══ PROVIDED DATA

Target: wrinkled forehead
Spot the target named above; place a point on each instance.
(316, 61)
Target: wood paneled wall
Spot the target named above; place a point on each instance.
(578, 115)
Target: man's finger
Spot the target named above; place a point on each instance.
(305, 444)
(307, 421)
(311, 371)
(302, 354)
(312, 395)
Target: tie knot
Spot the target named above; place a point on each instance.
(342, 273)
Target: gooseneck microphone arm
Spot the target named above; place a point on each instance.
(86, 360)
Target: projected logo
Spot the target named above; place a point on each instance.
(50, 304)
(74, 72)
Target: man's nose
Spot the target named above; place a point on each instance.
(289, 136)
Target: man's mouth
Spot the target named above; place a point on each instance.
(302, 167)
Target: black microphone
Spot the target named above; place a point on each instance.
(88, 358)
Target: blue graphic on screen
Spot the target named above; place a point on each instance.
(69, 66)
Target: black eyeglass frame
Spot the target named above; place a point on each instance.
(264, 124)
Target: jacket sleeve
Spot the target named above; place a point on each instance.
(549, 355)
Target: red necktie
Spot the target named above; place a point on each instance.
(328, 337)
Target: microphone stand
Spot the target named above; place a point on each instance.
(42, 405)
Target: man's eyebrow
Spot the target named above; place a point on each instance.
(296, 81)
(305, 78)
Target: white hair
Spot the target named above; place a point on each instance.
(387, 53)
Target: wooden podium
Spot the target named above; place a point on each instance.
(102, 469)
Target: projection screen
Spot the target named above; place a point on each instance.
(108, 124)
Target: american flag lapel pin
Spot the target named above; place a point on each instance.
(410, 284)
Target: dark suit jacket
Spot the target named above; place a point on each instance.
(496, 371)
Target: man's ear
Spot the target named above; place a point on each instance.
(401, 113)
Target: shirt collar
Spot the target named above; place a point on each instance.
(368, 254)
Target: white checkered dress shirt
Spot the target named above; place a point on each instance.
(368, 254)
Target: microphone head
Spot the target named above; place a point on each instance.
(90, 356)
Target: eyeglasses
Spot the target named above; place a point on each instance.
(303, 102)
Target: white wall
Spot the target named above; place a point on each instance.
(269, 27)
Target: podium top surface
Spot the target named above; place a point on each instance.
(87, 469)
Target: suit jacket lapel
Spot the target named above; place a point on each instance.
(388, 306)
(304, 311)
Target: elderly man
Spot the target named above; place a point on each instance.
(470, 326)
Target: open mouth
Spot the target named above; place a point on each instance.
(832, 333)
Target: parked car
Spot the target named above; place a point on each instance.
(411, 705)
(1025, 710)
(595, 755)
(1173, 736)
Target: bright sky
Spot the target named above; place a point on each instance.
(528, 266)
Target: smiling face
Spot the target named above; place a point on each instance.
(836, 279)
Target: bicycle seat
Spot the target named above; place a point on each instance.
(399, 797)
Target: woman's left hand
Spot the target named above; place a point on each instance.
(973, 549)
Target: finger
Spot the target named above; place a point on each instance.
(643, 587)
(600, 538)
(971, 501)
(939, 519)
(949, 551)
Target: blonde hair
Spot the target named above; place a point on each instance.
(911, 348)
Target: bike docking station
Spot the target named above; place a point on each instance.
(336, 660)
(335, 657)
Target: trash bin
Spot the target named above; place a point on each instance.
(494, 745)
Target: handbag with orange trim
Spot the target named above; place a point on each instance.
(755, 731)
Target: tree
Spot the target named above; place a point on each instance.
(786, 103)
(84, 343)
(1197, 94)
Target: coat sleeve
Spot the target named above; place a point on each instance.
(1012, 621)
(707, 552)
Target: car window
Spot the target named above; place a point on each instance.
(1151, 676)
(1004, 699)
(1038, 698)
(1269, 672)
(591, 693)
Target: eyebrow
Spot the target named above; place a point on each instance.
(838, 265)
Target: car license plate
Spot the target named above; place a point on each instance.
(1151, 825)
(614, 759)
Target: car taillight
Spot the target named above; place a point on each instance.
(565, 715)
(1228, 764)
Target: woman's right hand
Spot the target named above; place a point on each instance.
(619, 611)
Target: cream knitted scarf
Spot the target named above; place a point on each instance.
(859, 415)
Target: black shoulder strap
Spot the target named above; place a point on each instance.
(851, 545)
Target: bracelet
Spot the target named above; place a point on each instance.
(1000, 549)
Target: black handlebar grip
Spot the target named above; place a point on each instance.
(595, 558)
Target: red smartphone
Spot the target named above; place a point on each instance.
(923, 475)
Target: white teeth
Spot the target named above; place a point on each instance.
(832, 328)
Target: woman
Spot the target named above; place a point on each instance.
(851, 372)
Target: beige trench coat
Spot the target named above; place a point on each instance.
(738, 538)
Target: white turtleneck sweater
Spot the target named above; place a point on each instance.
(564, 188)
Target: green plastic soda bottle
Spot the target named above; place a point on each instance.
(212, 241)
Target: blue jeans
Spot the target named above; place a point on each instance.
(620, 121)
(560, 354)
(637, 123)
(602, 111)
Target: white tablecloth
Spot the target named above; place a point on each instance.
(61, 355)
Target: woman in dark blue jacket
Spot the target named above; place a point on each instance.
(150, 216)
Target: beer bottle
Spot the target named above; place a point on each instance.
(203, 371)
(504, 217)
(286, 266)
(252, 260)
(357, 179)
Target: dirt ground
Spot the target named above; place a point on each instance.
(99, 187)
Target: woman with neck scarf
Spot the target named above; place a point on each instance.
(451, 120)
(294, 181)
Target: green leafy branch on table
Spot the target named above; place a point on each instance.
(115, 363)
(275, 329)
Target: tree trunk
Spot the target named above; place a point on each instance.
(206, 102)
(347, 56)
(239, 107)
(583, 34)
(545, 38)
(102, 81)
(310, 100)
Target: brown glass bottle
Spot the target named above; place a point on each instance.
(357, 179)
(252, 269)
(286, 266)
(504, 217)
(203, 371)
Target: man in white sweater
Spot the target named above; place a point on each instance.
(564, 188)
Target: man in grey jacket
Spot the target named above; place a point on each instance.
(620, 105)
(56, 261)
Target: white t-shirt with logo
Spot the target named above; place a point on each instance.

════

_DO THIS_: Return all the data above once more, precisely as given.

_ANSWER IN FULL_:
Target: wrinkled forehead
Spot the target named above; place a point on each instance.
(316, 61)
Target: wood paneled wall
Spot the target named above; place a point on each instance.
(578, 115)
Target: man's finger
Spot the target named above; place a point on each instance.
(305, 444)
(307, 421)
(311, 371)
(302, 354)
(312, 395)
Target: tie knot
Spot the target named above; place a point on each instance.
(342, 273)
Target: gooseneck microphone arm
Spot the target named above; place a point on each instance.
(86, 360)
Target: projected logo
Spot the target named above; place a point on each instance.
(50, 304)
(74, 72)
Target: man's nose
Spot the target named above; place a point on each instance.
(289, 136)
Target: man's mouth
Spot the target named above; place a point on each instance.
(302, 167)
Target: black microphone
Spot the target named above; place a point on each instance.
(88, 358)
Target: blue graphic on screen
Spot the target named above; place a point on each instance.
(69, 66)
Target: black eyeglass frame
Spot the target named above; place a point on each instance.
(264, 124)
Target: jacket sleeve
Spot the target named above; place a point on each instance.
(549, 355)
Target: red necktie
Spot the target named above; place a point on each instance.
(328, 337)
Target: microphone stand
Spot the target named above; place a point on each instance.
(42, 405)
Target: man's eyebrow
Spot the target named above; place a point on each instance.
(296, 81)
(305, 78)
Target: white hair
Spot the target named above; place a point on each instance.
(387, 53)
Target: wooden podium
Spot the target named above; place a point on each instance.
(102, 469)
Target: projection screen
Spot the target named above; place a point on each instance.
(108, 124)
Target: american flag lapel pin
Spot the target named above; place a point on each instance.
(410, 284)
Target: dark suit jacket
Spot the target named above; place a point on each instance.
(496, 371)
Target: man's ear
Spot the target named above; place a point on each instance.
(401, 113)
Target: shirt collar
Spot the target named above; place a point on each instance.
(368, 254)
Target: white checkered dress shirt
Spot the target named above; place a point on each instance.
(368, 254)
Target: microphone head
Spot the target named above; place a point on each instance.
(90, 356)
Target: eyeglasses
Spot the target named above; place a point on each instance.
(303, 102)
Target: white wall
Spot the target named above; place a point on each instance.
(269, 27)
Target: podium top surface
Spot the target named above; place a point on each instance.
(87, 469)
Target: suit jacket lapel
Spot the target named above; place a point on each instance.
(388, 306)
(304, 311)
Target: elderly man
Spot the target named above; place a point on each instance.
(470, 326)
Target: open mouth
Spot the target named above; place a point on each instance.
(832, 333)
Target: parked car
Spot the target named above; place a point on each instance.
(411, 705)
(1025, 710)
(595, 755)
(1173, 736)
Target: bright sky
Spot the target named above; place a point on each instance.
(528, 266)
Target: smiling face
Spot the target named above; place a point on each instance.
(836, 279)
Target: bicycle seat
Spot the target named above; place a point on each instance.
(399, 797)
Target: woman's left hand
Spot the target named above; place a point on each instance.
(973, 549)
Target: finger
Spot the target named above; place a point on each instance.
(643, 587)
(600, 538)
(971, 501)
(939, 519)
(949, 551)
Target: blonde hair
Spot the target named above; place a point on each instance.
(911, 348)
Target: bike docking station
Spot the target named above; place a point on each instance.
(336, 660)
(335, 657)
Target: trash bin
Spot the target named above; place a point on each instance.
(494, 745)
Target: handbag with orange trim
Spot the target named above; place a point on each instance.
(755, 731)
Target: tree
Spot the target named above; place a point on each instance.
(786, 103)
(84, 343)
(1197, 94)
Target: coat sleeve
Spot the target named above; place a point on each instance.
(1012, 621)
(707, 552)
Target: car window
Spot the target named above; place a point on each instance.
(1151, 676)
(1004, 699)
(1038, 698)
(1269, 672)
(591, 693)
Target: eyebrow
Spot the target named above; place a point on each instance.
(838, 265)
Target: car license plate
Spot the target named above; place a point on each instance.
(1151, 825)
(614, 759)
Target: car taillight
Spot the target named above; place a point on each instance.
(565, 715)
(1228, 764)
Target: woman's right hand
Spot the target named above; place a point on each instance.
(619, 611)
Target: cream knitted scarf
Spot the target named above; place a point on each instance.
(859, 415)
Target: black shoulder strap
Spot the target named above; place a point on each instance.
(851, 545)
Target: bracelet
Spot the target named above; place a point on each instance.
(1000, 549)
Target: black handlebar grip
Spot the target named above; place a point on each instance.
(595, 558)
Target: red smartphone
Spot the target named above; place a point on each instance.
(923, 475)
Target: white teeth
Spot the target named above; place a point on each instance.
(832, 328)
Target: woman
Spot the target named above; place a point on each instance.
(851, 372)
Target: beige trench coat
Spot the target named above; place a point on each instance.
(738, 538)
Target: white turtleneck sweater
Spot the target named above; place a point on each instance.
(564, 188)
Target: green plastic soda bottle
Spot the target named above; place a point on each instance.
(212, 241)
Target: blue jeans
Spot the target named above; place a point on each instance.
(620, 121)
(560, 354)
(637, 123)
(602, 111)
Target: white tablecloth
Spot the target named above; place a point on each instance.
(61, 355)
Target: woman in dark blue jacket
Spot the target named above; place a point on each instance.
(150, 216)
Target: beer bottle
Spot the target named above; place a point on each instance.
(203, 371)
(504, 217)
(286, 266)
(252, 260)
(357, 179)
Target: dirt ground
Spot the target named above; place a point on each instance.
(99, 187)
Target: woman with neck scarf
Spot the target named above; place a point on each instance.
(451, 120)
(294, 181)
Target: green leafy branch on table
Spot the target named above; place a point on each instance.
(115, 363)
(275, 329)
Target: tree trunk
Spot the target named above; place a point on each instance.
(206, 102)
(347, 56)
(239, 107)
(583, 34)
(545, 38)
(102, 81)
(310, 100)
Target: brown glass bottle
Spot the target named above; place a point on each instance.
(357, 179)
(252, 269)
(286, 266)
(504, 217)
(203, 371)
Target: man in white sweater
Spot the target named above; place a point on each instance.
(564, 188)
Target: man in grey jacket
Spot the target named above; place a point on each instance.
(620, 105)
(56, 261)
Target: white t-shirt with logo
Spot the target named above; place a point on each instance.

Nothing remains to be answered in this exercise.